● **What to do**
Return every record exactly as written.

Segmentation mask data
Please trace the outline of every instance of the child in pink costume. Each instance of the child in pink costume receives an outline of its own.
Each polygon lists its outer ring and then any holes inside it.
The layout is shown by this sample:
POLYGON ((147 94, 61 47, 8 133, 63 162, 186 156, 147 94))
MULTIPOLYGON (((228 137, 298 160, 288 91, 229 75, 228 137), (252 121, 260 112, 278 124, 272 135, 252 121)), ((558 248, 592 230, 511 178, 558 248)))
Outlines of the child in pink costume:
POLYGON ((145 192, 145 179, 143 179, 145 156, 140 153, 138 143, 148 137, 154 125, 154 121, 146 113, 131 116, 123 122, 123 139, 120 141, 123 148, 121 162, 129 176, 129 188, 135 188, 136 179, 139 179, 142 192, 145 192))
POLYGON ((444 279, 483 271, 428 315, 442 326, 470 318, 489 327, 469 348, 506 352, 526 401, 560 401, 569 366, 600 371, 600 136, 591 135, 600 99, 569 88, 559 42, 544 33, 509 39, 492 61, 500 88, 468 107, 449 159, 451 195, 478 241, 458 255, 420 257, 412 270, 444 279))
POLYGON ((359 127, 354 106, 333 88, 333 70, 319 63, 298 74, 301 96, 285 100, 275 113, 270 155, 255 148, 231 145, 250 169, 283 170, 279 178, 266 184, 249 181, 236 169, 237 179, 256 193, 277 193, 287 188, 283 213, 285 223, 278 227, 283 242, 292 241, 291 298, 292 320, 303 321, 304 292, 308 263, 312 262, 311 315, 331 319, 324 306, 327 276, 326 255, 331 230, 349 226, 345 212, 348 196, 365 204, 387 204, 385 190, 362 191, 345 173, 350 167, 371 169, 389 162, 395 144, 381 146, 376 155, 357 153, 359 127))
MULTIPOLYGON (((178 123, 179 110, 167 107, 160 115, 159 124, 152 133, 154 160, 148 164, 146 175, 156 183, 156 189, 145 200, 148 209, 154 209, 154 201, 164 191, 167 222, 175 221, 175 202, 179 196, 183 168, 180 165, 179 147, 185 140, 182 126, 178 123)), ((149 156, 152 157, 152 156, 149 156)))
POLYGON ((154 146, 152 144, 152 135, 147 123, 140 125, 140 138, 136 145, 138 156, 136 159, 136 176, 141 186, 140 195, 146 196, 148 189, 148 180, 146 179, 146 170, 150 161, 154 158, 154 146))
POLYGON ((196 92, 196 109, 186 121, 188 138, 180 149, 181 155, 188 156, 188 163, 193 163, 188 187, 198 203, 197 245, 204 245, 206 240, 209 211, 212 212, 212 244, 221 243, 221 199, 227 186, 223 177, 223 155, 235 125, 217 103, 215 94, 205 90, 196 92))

● **Reply**
Please trace the outline of every instance of the child in pink costume. Each instance of the child in pink costume receives an outline of its own.
Each polygon lists its outer ring and then any holes inside it.
The layout is shown by this sample:
POLYGON ((147 94, 61 47, 8 133, 63 162, 186 156, 147 94))
MULTIPOLYGON (((228 137, 298 160, 288 91, 229 75, 228 137), (252 121, 260 112, 278 124, 272 135, 252 121)), ((558 248, 592 230, 511 178, 558 248)))
Outlines of the child in pink costume:
POLYGON ((145 192, 145 179, 143 179, 145 156, 140 153, 138 143, 148 137, 154 125, 154 121, 146 113, 131 116, 123 122, 123 139, 120 141, 123 148, 121 162, 129 176, 129 188, 135 188, 136 179, 139 179, 142 192, 145 192))
POLYGON ((444 279, 483 271, 428 315, 442 326, 470 318, 489 327, 469 348, 506 352, 526 401, 560 401, 569 366, 600 371, 600 136, 591 135, 600 99, 569 88, 559 42, 544 33, 509 39, 492 61, 500 88, 468 107, 449 159, 451 195, 478 241, 458 255, 420 257, 412 270, 444 279))
POLYGON ((359 127, 354 106, 333 88, 333 70, 319 63, 298 74, 301 96, 285 100, 275 113, 270 155, 255 148, 231 145, 250 169, 283 170, 279 178, 266 184, 249 181, 236 169, 237 179, 256 193, 277 193, 287 188, 283 213, 285 223, 278 227, 283 242, 292 241, 291 298, 292 320, 303 321, 304 292, 308 263, 312 262, 311 315, 331 319, 324 306, 327 276, 326 255, 331 230, 349 226, 345 212, 348 196, 365 204, 387 204, 385 190, 362 191, 345 173, 350 167, 371 169, 389 162, 395 144, 381 146, 376 155, 357 153, 359 127))
MULTIPOLYGON (((178 123, 179 110, 167 107, 160 115, 159 124, 152 133, 154 160, 148 164, 146 175, 156 183, 156 189, 145 200, 148 209, 154 209, 154 201, 164 191, 167 222, 175 221, 175 202, 179 196, 183 168, 180 165, 179 147, 185 140, 182 126, 178 123)), ((149 156, 152 157, 152 156, 149 156)))
POLYGON ((154 146, 152 144, 152 135, 147 123, 140 125, 140 138, 136 145, 138 156, 136 159, 136 176, 141 186, 140 195, 146 196, 148 189, 148 180, 146 179, 146 170, 150 161, 154 158, 154 146))
POLYGON ((196 92, 196 109, 186 121, 188 138, 180 149, 181 155, 188 156, 188 163, 193 163, 188 187, 198 203, 197 245, 204 245, 206 240, 209 211, 212 212, 212 244, 221 243, 221 199, 227 186, 223 177, 223 155, 235 125, 217 103, 215 94, 205 90, 196 92))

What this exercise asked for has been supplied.